Give back all the data exactly, line by line.
====
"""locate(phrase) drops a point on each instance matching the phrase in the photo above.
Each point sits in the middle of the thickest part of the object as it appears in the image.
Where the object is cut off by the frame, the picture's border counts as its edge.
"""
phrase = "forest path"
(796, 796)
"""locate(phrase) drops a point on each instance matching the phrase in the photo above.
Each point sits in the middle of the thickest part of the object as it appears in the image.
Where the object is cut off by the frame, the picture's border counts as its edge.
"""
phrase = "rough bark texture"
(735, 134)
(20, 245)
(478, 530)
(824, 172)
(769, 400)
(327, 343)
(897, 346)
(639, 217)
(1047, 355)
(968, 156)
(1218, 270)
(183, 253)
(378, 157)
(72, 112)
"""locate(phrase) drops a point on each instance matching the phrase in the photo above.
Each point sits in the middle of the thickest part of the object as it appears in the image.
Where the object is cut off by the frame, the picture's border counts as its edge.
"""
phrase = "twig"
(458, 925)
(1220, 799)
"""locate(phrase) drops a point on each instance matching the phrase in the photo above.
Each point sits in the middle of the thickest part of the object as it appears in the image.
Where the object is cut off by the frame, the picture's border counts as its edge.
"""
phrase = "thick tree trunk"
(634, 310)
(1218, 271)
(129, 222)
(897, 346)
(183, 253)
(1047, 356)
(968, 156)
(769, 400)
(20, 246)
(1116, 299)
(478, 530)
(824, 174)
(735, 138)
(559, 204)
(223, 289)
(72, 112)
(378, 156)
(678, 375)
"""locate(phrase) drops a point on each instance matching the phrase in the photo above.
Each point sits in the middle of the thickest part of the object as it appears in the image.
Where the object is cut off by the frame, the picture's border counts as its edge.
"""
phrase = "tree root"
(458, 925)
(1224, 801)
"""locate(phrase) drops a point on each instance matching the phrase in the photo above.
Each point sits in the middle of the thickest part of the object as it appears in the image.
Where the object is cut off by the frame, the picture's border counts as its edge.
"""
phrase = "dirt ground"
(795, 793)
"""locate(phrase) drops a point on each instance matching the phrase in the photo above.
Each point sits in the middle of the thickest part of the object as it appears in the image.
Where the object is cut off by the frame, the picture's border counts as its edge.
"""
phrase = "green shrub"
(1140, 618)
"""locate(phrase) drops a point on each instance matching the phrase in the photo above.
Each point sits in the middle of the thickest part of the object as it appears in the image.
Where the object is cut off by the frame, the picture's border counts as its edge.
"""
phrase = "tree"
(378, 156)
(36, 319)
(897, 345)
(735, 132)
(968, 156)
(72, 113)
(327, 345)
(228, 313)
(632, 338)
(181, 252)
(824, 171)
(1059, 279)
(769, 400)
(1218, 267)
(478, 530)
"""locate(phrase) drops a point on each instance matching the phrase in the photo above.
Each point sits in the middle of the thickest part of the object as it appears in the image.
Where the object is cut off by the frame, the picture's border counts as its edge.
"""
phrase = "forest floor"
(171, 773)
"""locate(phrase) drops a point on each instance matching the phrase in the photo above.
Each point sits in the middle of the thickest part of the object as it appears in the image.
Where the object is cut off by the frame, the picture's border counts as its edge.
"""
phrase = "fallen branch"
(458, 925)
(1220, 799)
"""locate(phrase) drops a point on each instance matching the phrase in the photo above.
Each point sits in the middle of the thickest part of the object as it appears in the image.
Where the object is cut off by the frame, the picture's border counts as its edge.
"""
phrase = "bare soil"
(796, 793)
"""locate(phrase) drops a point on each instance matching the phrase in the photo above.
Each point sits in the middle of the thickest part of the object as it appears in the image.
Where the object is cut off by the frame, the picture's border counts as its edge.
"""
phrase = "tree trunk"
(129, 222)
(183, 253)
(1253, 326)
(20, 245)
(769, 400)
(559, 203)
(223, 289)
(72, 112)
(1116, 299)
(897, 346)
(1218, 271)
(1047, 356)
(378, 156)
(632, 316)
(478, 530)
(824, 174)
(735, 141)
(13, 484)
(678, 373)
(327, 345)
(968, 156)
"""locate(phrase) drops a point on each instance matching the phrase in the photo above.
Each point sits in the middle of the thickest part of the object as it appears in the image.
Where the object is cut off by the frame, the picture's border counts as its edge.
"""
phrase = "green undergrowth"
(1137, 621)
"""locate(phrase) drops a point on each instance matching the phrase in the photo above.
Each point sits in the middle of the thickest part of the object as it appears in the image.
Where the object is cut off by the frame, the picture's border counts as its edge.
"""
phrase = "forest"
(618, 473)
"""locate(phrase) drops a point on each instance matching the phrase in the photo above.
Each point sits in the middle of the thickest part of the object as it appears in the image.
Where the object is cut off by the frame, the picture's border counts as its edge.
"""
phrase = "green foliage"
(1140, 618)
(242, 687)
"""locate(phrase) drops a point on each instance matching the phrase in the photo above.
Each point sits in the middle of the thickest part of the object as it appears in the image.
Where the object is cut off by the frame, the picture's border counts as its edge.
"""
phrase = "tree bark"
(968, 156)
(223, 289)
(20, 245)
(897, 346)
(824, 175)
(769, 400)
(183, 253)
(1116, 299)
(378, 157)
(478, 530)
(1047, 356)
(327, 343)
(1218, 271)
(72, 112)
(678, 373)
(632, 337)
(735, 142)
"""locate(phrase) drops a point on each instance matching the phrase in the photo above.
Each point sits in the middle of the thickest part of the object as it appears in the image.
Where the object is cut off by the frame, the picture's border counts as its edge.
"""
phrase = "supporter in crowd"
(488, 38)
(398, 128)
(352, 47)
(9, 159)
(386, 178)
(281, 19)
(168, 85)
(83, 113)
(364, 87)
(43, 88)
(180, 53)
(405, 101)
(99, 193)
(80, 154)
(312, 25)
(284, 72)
====
__Expected answer__:
"""locate(phrase) drops a point on each instance matching the phrase in the photo above.
Each point sits in the middle of the thickest part of the object as it appears in the image.
Where the object is cut off by the frame, the picture's border counts as its edge.
"""
phrase = "forest path"
(796, 796)
"""locate(phrase) drops a point on each instance matching the phrase in the photo above.
Each point sits in the middle of the thickest part of the object as it appears in the image.
Where the object is cut off by the frame, the picture's border counts as its edge.
"""
phrase = "rough bark texture"
(735, 134)
(20, 245)
(478, 530)
(824, 172)
(769, 400)
(327, 343)
(897, 346)
(639, 217)
(1047, 355)
(968, 156)
(1218, 270)
(183, 253)
(378, 157)
(72, 112)
"""locate(phrase) drops a point on each instance matching the phrase in the photo above.
Each point sits in the middle of the thickest part of the object as it appears in the image.
Where the object is cut off by the frame, the picture's border counts as its edge.
"""
phrase = "twig"
(458, 925)
(1220, 799)
"""locate(phrase) drops a point on each instance matching the phrase in the photo above.
Each point sits in the middle of the thickest part of the object as it appears in the image.
Where the object is cut off by the frame, the picture's border counts as its edge.
"""
phrase = "thick tree trunk"
(634, 310)
(1218, 271)
(129, 222)
(897, 346)
(183, 253)
(1047, 356)
(968, 156)
(769, 400)
(20, 246)
(1116, 299)
(478, 530)
(824, 174)
(735, 138)
(559, 204)
(223, 289)
(72, 112)
(378, 156)
(678, 375)
"""locate(phrase) drops a point on each instance matching the phrase in the photo above.
Each point sits in the middle of the thickest part of the object as it appears in the image.
Where the object is cut off by the frame, the picture's border counts as its edge.
"""
phrase = "tree root"
(458, 925)
(1224, 801)
"""locate(phrase) drops a point on each instance matching the phrase in the photo above.
Each point sits in the middle of the thickest part of the object as it appears in the image.
Where the object is cut off by the frame, the picture's border counts as its edge.
"""
phrase = "dirt ground"
(795, 793)
"""locate(phrase) drops a point on each instance matching the phrase in the photo above.
Each point sits in the middle of the thickest part of the object as it appears in the image.
Where the object is cut off by the frame, the picture's border counts as its edge.
"""
phrase = "green shrub"
(1140, 618)
"""locate(phrase) drops a point on each instance matching the phrase in the photo above.
Each point sits in the middle of the thickest part of the object as it appears in the image.
Where the object is cut off by the frame, the picture's border counts as its edge.
"""
phrase = "tree"
(378, 156)
(36, 319)
(897, 345)
(735, 132)
(968, 156)
(72, 113)
(327, 345)
(228, 313)
(632, 338)
(181, 252)
(824, 171)
(1059, 279)
(769, 400)
(1218, 267)
(478, 530)
"""locate(phrase) drops a point on each instance matching the phrase in the photo above.
Each point sits in the middle of the thickest part of the object as it appears in the image.
Where the object is cut off by the frame, the picture's border counts as its edge.
"""
phrase = "forest floor"
(171, 773)
"""locate(phrase) drops a point on each instance matching the phrase in the photo above.
Each point sits in the middle of the thickest part of the object as it appears in the image.
Where the object is cut off by the frame, the picture's border counts as its edge.
"""
phrase = "fallen branch"
(458, 925)
(1220, 799)
"""locate(phrase) drops a point on each instance matching the phrase in the photo above.
Each point sits in the middle of the thickest part of the object as it appears in the image.
Where the object is cut off by the frame, the picture's border counts as its edge.
"""
phrase = "bare soil"
(796, 793)
"""locate(phrase) drops a point on each instance matching the phrase in the photo above.
Each point sits in the middle of the thickest part of the object as it appears in the image.
Where the object is cut off by the frame, the picture's border counts as its edge.
"""
phrase = "tree trunk"
(129, 222)
(183, 253)
(1253, 326)
(20, 245)
(769, 400)
(559, 203)
(223, 289)
(72, 112)
(1116, 299)
(897, 346)
(1218, 271)
(1047, 356)
(378, 156)
(632, 316)
(478, 530)
(824, 174)
(735, 141)
(13, 484)
(678, 373)
(327, 345)
(968, 156)
"""locate(phrase) drops a point on each instance matching the phrase in the photo above.
Each point sits in the middle of the thickest part of the object as it appears in the image.
Where the object is cut off by the frame, the picture's border counts as its edge.
"""
phrase = "green undergrowth"
(1137, 621)
"""locate(phrase) drops a point on each instance matching the phrase in the photo above.
Each point sits in the middle of the thickest part of the object as it appears in the image.
Where the object is cut off by the frame, the picture's border counts as its edge.
"""
phrase = "forest"
(618, 473)
"""locate(phrase) drops a point on each instance matching the phrase in the photo above.
Each point sits in the middle of the thickest part of the object as it appears in the image.
Where the object is cut off by the frame, the picture's border counts as its edge.
"""
phrase = "green foliage"
(1140, 618)
(242, 687)
"""locate(phrase) drops a point on each instance matching the phrase in the photo above.
Each point sits in the middle of the thickest part of the object as it appears in the image.
Where the object is cut off by the frame, the picture's border counts as its edge.
"""
phrase = "tree bark"
(968, 156)
(223, 289)
(20, 245)
(897, 346)
(824, 175)
(769, 400)
(183, 253)
(1116, 299)
(378, 157)
(478, 530)
(1047, 356)
(327, 343)
(1218, 271)
(72, 112)
(678, 373)
(632, 337)
(735, 142)
"""locate(phrase) drops a point on each instance matching the phrase in the photo above.
Each point sits in the middle of the thickest part of the object as it appears in the image.
Where the object is cut off by the frame, the picture's border counts as its edge.
"""
phrase = "supporter in crowd"
(488, 38)
(398, 128)
(352, 47)
(9, 159)
(386, 178)
(281, 19)
(168, 85)
(83, 113)
(364, 87)
(43, 88)
(180, 53)
(405, 101)
(99, 193)
(80, 154)
(312, 25)
(284, 72)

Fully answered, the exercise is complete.